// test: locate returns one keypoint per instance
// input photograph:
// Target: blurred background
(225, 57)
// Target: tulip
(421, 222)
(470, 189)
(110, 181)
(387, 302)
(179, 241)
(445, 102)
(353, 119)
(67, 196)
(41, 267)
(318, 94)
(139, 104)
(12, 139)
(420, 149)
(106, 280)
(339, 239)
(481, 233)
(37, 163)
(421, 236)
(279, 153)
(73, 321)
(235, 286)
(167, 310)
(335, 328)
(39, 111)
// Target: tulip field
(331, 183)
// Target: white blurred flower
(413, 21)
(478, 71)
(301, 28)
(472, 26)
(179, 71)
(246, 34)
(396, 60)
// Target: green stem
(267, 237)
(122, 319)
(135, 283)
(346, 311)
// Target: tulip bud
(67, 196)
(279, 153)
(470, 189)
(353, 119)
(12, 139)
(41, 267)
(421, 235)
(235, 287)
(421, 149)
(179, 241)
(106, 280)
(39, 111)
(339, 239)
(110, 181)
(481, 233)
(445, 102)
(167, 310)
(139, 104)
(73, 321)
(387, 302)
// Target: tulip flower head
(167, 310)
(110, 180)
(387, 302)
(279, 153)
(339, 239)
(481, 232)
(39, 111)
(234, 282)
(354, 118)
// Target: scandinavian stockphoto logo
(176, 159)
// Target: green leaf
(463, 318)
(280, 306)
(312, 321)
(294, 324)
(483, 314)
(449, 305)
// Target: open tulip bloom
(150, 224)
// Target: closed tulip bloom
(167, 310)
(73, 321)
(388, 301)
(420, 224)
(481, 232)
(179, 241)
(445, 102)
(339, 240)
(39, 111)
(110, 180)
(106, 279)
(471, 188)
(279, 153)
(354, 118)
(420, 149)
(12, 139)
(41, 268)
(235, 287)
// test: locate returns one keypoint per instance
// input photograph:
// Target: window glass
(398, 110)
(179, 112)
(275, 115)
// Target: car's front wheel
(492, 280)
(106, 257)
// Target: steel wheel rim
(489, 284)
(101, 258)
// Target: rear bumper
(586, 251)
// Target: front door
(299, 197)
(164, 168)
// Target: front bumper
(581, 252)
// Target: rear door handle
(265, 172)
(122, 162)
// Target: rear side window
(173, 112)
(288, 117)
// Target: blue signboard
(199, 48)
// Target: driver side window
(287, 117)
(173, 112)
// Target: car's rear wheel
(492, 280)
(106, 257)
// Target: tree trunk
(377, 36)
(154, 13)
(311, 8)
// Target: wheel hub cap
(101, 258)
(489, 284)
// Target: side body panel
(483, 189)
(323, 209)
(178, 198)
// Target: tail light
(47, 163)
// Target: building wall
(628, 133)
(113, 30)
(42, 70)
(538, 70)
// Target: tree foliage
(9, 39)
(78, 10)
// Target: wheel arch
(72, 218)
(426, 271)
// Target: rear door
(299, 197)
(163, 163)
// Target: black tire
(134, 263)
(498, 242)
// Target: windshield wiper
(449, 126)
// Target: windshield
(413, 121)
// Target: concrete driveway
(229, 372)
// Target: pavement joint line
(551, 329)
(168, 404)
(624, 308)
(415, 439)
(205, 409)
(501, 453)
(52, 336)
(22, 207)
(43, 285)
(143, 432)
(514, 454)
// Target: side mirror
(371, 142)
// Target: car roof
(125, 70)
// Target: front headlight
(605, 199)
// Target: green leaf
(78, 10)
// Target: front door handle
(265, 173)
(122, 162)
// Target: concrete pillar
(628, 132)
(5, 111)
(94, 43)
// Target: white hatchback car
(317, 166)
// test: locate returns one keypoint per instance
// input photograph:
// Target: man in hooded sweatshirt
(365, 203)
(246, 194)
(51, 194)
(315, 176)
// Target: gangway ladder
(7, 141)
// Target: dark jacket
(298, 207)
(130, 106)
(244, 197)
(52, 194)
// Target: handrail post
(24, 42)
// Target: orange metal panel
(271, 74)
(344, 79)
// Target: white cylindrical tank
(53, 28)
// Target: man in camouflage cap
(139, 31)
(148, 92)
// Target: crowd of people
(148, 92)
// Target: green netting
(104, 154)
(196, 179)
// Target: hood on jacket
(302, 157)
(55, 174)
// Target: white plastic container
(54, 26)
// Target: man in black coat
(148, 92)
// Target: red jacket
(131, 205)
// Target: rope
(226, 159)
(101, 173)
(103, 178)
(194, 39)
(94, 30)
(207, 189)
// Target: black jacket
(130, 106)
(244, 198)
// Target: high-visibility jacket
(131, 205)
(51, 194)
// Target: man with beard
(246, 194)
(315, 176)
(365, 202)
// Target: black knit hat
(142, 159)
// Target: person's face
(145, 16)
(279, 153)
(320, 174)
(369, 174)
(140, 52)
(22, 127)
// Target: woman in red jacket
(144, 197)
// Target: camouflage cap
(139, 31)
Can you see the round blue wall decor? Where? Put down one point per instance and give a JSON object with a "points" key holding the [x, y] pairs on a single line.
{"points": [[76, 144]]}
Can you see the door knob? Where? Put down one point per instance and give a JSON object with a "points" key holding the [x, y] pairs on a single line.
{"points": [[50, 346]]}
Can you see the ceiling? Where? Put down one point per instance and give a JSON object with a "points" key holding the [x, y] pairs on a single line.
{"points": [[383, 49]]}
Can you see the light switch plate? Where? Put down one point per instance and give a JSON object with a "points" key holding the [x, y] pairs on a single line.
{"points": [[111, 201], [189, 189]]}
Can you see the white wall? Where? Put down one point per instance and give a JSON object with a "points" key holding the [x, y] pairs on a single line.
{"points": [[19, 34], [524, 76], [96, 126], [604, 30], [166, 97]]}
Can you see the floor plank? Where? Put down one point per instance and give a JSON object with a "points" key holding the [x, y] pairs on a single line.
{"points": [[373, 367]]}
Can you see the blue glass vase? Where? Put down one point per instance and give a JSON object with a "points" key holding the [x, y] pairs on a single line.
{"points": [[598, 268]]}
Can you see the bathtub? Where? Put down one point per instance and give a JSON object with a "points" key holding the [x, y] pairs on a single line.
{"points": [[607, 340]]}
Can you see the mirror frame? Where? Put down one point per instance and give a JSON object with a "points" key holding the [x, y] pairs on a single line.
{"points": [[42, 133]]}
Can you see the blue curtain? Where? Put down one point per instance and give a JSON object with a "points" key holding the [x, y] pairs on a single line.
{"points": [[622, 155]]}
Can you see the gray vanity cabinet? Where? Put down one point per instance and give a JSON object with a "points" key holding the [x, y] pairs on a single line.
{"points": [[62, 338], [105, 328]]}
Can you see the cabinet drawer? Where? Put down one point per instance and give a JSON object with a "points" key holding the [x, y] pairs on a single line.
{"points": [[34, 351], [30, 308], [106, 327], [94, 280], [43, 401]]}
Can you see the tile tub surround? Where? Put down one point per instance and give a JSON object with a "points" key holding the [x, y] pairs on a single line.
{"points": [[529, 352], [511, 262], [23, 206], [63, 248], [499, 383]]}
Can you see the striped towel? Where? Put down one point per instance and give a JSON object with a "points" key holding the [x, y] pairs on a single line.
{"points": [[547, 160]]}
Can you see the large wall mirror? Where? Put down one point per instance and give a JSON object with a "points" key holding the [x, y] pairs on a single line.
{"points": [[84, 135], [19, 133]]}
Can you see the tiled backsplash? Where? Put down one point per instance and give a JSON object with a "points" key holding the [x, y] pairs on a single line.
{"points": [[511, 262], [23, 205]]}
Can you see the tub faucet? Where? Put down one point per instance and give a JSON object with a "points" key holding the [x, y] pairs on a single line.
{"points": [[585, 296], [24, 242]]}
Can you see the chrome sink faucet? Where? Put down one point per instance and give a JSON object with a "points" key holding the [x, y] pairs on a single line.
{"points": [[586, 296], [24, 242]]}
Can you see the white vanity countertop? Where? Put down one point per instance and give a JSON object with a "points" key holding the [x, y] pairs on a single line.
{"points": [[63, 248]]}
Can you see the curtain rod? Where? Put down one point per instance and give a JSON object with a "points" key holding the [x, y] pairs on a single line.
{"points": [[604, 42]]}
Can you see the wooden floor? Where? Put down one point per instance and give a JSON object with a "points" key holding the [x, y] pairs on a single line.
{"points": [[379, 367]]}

:: Task requirements ::
Only the lines from the one that contains "Can you see the chrome" through the last line should be repeated, each exactly as it stands, with both ends included.

:: The response ::
Can you see the chrome sink faucet? Where? Put down one point per instance and give a JSON object with a "points" key holding the [x, y] pairs on a single line.
{"points": [[586, 296], [24, 242]]}
Can you see the white vanity countertop? Where? Put down one point per instance and give a JSON object with a "points" key holding the [x, y] pairs on a single line.
{"points": [[63, 248]]}
Can you see the curtain rod? Where? Put down one point per instance and give a JSON object with a "points" key holding the [x, y] pairs on a single line.
{"points": [[604, 42]]}
Can you see the wooden floor? Where? Put down one point per instance and give a JSON object with a "points" key holding the [x, y] pairs on a single line.
{"points": [[379, 367]]}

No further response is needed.